= DIRECTIVE A =
From the mountain bike brand log, pull out everything from "mtbtimeline, 2022/08/29 15:56" down to "of the Pacific.".
= DIRECTIVE B =
In the mountain bike brand log, what is the name of Gitane's parent company?
= DIRECTIVE C =
Proceed with the mountain bike brand log from the point where it stops.

= PASSAGE GIVEN =

— BEGIN —

Repack, with a relentless, average grade of 14%, shouldn't be ascended - especially as people may be going down it! See: https://bayarearides.com/rides/repack2/.
mtbtimeline, 2022/09/14 11:59
Added Gitane, a large, influential French builder of mostly road racing bicycles. It's interesting they kept all manufacturing within France through the 80's and well into the 90's. Even today, their French factories produce over 400,000 bicycles per year, mostly destined to be labeled with other brands under their parent company, Cycleeurope of Sweden.
mtbtimeline, 2022/09/07 15:39
Added Renegade, an own (single?) store brand which expanded across the globe and continues to exist today. Stores want to sell unique brands to lock in price & loyalty and Renegade, as supplied by its parent company, “On Your Bike Holdings” is likely one of many distributors with decals who do this. How do bike shops find these distributors? This is also the 100th brand in the index. There's probably another 30 just in 1984 which are easily found.
mtbtimeline, 2022/08/29 15:56
Added Shogun, an arm of Marui Ltd., which has successfully exported many decades of bikes from Asia to North America and Australia. This represents a business shift, as prior US distributors slapped their own labels on whatever they could pull from Asia or manufacturers pushed their own brands out from Asia. It required direct employees on both sides of the Pacific.
mtbtimeline, 2022/08/21 14:22
Added Redline, the original BMX maker who finally started selling a limited few MTBs. Most BMX makers couldn't cross the branding barrier, but Redline persevered and continues as a viable MTB brand today.
mtbtimeline, 2022/08/14 14:24
Added Giant, the world's largest maker of bicycles. For their first decade they hid in the shadows of other brands such as Beacon1) and Schwinn2). Somehow Giant has forged new contracts with the likes of Trek and Specialized while competing with them with their own brands.

— END —

= DATA EXTRACT =
— BEGIN —

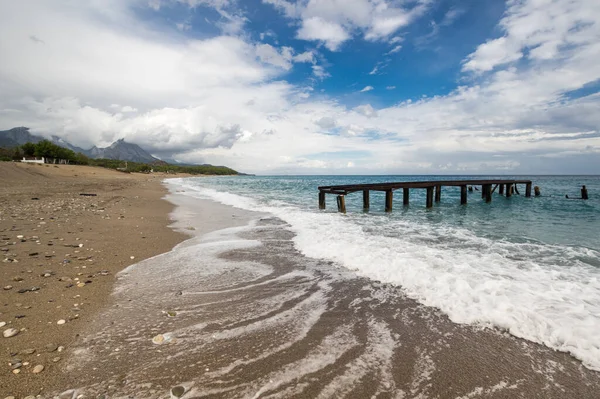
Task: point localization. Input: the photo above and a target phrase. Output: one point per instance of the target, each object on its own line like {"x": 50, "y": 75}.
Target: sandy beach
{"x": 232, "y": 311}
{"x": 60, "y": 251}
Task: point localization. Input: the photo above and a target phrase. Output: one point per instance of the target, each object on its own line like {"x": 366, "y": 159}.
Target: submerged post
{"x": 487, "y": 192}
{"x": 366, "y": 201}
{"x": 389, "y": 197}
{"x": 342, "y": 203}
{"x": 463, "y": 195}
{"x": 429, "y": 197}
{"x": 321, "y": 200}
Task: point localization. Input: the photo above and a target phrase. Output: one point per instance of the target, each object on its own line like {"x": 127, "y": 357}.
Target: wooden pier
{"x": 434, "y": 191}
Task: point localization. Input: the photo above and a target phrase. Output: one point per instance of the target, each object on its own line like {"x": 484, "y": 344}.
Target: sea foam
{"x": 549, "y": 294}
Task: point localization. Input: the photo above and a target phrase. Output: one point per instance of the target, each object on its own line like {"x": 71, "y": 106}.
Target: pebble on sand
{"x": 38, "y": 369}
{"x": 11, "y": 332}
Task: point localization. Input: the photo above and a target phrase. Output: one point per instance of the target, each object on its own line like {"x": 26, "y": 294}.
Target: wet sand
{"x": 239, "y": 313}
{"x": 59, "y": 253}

— END —
— BEGIN —

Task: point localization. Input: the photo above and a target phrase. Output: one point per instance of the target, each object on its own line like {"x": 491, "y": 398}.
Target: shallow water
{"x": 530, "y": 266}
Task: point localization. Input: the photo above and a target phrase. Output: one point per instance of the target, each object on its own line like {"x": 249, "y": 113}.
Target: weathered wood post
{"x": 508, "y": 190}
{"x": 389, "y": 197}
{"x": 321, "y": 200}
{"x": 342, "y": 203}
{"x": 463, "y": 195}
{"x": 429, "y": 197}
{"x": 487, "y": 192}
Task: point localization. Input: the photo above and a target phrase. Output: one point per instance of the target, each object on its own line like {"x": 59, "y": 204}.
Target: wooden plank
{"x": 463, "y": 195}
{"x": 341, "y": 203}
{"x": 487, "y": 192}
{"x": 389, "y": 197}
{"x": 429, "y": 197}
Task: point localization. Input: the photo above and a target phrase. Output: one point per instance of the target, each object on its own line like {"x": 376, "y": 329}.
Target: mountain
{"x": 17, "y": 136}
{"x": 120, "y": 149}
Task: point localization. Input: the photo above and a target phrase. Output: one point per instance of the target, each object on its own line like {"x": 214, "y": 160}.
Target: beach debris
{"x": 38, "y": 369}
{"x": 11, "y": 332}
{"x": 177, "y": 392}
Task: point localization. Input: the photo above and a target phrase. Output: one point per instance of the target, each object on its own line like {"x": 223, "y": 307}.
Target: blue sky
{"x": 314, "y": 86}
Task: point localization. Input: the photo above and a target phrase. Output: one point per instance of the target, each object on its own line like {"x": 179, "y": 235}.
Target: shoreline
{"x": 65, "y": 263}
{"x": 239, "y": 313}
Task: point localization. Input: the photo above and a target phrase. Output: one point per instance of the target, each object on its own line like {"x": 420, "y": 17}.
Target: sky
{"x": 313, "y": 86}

— END —

= EXPECTED ANSWER A =
mtbtimeline, 2022/08/29 15:56
Added Shogun, an arm of Marui Ltd., which has successfully exported many decades of bikes from Asia to North America and Australia. This represents a business shift, as prior US distributors slapped their own labels on whatever they could pull from Asia or manufacturers pushed their own brands out from Asia. It required direct employees on both sides of the Pacific.

= EXPECTED ANSWER B =
Cycleeurope of Sweden.

= EXPECTED ANSWER C =
Added Motobécane, another old-school giant which imploded under the Asian tide of innovation and cost savings. By 1985, Motobécane became MBK and there continues to exist decent MBK branded cycles today. Pouring through the histoires Motobécane, I've obtained the impression that Motobécane's heart was really in the motorcyle part of the business and that bicycles were just a side hustle which was always mid-market.
mtbtimeline, 2022/07/28 09:12
Added GT Bicycles, with their Triple Triangle™ frames. Triple Triangles worked well - mainly to differentiate GT from all of the other identical diamond framed MTBs clad with identical components. Thank goodness for full suspension!
mtbtimeline, 2022/07/20 16:04, 2022/07/21 08:05
Added Yeti, who fielded the most successful factory racing MTB team of all time on their turquoise and yellow bikes. Thus starts the 1984 timeline in earnest. All other 1984 brand starts were accidental. There are at least 40 brands who debuted in 1984. Much left to do!
mtbtimeline, 2022/07/15 11:38
Added FMSA, a very obscure MTB maker with only a single year, single bike example. Also added a few more Salsa pics. It's an ongoing task to add extra examples to each brand to fill in the timeline.
mtbtimeline, 2022/06/29 17:13, 2022/07/15 11:38
Started a section on people, displaying photo galleries of the pioneers and personalities who birthed the mountain bike. Just Repack for now, but there's plenty of people beyond the timeline's brand manufacturers who made mountain biking what it is today.
mtbtimeline, 2022/06/15 15:40
Added Terranaut, an obscure house brand for a St. Louis, MO group of bike shops for 1983-86 only. House brands were very popular in the 70's and 80's, instilling local loyalty, offering decent groups at budget prices, and giving the shop greater supply chain control. It's the “budget price” perception which likely led to the demise of small house brands as department store bikes smothered the low end space. Are there any small shop house brands left?? For example, Terranaut launched a “Taum Sauk” mtb, named after a local mountain. No way Giant or Trek would regionally fragment their brands.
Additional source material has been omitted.